(Data for this task):
★ ★ ★ ★ ★

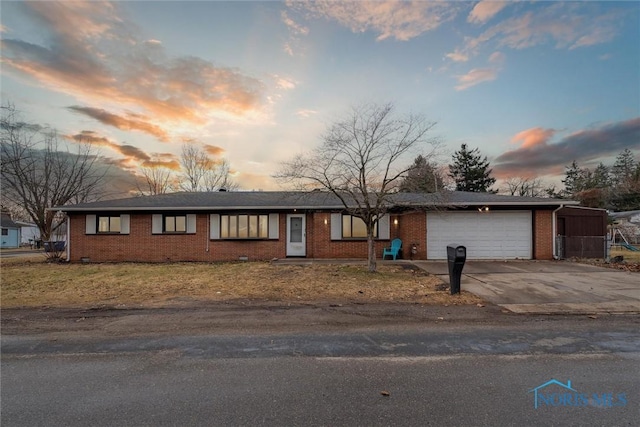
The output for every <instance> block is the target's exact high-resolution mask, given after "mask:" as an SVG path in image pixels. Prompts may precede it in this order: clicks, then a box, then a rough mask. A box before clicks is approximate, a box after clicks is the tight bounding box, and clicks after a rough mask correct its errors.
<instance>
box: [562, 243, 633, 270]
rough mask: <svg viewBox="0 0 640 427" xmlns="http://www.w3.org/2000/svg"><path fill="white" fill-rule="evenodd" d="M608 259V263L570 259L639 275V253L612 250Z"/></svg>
mask: <svg viewBox="0 0 640 427" xmlns="http://www.w3.org/2000/svg"><path fill="white" fill-rule="evenodd" d="M609 258H610V260H609V261H605V260H603V259H579V258H575V259H572V260H571V261H573V262H580V263H582V264H590V265H597V266H599V267H605V268H613V269H615V270H623V271H629V272H633V273H640V252H637V251H630V250H626V249H612V250H611V253H610V257H609Z"/></svg>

★ ★ ★ ★ ★

(Task prompt): Identify every line above that includes the word "instance", and show those lines.

(Exercise response):
The output for every <instance> block is the target's exact high-resolution mask, given after "mask:" as an SVG path in image pixels. Prompts may precede it in this order: clicks, then a box, then a rough mask. A box before clicks is approximate, a box after clicks is the tight bounding box, and clicks after a rough mask correct its errors.
<instance>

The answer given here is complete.